(Excerpts of location labeling data)
════════════════

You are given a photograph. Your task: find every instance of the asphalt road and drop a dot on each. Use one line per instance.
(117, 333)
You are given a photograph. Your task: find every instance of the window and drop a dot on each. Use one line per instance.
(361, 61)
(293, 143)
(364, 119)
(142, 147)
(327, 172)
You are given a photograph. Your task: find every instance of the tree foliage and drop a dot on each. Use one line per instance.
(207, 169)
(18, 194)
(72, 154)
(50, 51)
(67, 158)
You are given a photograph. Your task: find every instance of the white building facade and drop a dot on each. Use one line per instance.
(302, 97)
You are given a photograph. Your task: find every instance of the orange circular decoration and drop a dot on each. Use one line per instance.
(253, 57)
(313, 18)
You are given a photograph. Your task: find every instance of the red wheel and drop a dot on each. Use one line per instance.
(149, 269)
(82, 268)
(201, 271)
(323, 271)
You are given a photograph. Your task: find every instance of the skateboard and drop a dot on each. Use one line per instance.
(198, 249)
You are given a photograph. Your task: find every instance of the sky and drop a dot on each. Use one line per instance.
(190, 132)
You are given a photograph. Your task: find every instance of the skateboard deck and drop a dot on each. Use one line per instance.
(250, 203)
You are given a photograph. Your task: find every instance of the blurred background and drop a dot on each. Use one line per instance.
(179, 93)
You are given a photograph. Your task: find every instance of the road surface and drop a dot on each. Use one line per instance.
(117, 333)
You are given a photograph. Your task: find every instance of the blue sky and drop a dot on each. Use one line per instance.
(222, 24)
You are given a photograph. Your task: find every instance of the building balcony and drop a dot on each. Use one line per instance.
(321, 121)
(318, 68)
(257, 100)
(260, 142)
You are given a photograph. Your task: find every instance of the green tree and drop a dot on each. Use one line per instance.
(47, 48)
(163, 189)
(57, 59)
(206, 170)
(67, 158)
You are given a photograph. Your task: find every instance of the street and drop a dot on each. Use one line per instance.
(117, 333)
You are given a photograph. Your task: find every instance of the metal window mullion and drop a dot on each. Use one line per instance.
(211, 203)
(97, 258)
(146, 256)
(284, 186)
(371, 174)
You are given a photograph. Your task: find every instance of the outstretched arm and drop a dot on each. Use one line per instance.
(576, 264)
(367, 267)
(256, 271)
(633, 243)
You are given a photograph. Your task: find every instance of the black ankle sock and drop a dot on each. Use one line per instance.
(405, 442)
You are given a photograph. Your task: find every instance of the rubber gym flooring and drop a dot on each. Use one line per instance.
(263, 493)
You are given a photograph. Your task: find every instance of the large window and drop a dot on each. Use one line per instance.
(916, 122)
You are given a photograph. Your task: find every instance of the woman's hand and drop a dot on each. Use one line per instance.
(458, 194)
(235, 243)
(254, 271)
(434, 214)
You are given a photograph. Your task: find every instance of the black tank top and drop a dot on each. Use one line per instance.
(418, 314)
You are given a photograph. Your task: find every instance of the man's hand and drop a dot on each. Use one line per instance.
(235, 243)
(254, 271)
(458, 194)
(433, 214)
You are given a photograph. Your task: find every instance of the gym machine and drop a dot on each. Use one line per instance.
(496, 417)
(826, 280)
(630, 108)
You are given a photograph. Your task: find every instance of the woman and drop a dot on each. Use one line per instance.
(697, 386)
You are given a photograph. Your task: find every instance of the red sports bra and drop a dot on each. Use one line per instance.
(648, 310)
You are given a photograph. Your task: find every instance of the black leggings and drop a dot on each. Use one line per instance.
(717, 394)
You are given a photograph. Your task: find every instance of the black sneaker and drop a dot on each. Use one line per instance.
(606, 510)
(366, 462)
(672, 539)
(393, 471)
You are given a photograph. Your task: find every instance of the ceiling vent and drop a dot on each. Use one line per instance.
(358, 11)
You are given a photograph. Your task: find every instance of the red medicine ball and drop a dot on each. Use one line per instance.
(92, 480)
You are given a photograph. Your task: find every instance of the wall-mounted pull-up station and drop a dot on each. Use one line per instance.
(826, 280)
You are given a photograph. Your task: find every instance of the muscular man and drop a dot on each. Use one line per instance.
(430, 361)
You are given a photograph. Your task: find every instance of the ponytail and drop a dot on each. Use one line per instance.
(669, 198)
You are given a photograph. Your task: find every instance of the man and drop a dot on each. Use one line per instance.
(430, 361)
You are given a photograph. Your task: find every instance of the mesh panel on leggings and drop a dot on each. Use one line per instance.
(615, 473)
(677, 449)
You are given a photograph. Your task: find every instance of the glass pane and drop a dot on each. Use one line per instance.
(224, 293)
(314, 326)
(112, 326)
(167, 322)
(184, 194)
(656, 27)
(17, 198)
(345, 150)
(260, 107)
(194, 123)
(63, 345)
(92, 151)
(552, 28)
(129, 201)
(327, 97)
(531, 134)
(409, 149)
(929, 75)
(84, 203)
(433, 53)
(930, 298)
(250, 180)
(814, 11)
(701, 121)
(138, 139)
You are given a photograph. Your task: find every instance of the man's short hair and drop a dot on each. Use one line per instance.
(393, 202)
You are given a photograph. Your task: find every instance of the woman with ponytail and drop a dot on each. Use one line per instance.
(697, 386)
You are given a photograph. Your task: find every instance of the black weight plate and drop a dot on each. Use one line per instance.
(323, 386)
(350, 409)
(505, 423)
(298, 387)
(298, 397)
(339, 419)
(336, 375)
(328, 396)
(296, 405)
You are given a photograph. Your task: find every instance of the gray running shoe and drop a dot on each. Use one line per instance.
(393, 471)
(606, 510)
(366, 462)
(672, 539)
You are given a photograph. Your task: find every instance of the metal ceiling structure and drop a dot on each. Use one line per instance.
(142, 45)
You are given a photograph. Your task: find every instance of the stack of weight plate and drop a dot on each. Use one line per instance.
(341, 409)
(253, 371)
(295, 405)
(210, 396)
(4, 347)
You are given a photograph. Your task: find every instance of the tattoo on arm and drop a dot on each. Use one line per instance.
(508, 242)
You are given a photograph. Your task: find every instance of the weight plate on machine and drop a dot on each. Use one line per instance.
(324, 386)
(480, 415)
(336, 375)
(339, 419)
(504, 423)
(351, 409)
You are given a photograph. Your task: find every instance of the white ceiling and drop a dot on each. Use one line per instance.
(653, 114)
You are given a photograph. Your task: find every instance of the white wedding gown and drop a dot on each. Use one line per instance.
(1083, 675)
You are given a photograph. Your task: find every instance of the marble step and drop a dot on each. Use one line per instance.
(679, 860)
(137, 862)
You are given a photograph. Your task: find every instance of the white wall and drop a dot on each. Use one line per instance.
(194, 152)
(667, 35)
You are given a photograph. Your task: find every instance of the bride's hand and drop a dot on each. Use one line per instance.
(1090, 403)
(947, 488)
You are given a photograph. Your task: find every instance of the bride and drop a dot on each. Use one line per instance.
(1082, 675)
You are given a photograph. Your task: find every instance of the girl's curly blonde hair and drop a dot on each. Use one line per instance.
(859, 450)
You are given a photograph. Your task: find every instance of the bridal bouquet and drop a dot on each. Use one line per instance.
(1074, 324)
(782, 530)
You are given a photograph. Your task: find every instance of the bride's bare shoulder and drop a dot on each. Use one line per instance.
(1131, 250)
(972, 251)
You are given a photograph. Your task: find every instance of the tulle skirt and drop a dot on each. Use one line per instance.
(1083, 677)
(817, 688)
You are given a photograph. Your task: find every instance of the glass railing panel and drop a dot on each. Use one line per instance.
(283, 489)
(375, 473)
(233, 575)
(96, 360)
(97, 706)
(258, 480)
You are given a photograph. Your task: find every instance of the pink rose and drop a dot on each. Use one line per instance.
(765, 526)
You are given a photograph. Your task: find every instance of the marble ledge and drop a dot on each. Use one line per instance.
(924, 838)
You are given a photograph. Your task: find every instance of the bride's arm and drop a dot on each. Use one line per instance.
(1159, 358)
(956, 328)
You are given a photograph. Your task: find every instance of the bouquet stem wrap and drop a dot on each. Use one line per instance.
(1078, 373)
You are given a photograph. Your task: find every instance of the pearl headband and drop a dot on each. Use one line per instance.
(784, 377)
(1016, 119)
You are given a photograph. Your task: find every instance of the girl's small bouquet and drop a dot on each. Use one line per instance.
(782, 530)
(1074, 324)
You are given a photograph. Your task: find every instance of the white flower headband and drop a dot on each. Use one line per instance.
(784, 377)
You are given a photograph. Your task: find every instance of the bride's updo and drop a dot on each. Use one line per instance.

════════════════

Your instructions:
Please retype, exactly as written, every line from the line containing "of the pink" through the last line of the records above, including both of those lines, and nothing else.

Complete response:
You are given a photograph. Your task: find every instance of the pink rose and drop a dot on each. Use one line per instance.
(765, 526)
You are given a photograph. Your task: find every instance of the marble ledge and drop a dot on each. Use one line per instance.
(924, 838)
You are given a photograph. Your task: find every instance of the bride's arm and drop a dot on each. Use one line per instance.
(1159, 358)
(956, 328)
You are given a photograph. Your task: find every instance of the bouquet stem wrap and drop a dot on each. Use one line per instance.
(1078, 373)
You are given a photograph. Your task: find every instance of the pearl headband and drop a dot on each. Use one line per instance.
(784, 377)
(1016, 119)
You are given a photograph. Your task: find every instance of the girl's small bouquet and drop a dot on each. Use one line per instance.
(782, 530)
(1074, 324)
You are given a photograph. Your task: find every instance of the white flower headband and drop a dot on each. Use one line per instance.
(784, 377)
You are given a photograph. Your task: find every instance of the bride's updo and drop a dot on each. Use one line per instance.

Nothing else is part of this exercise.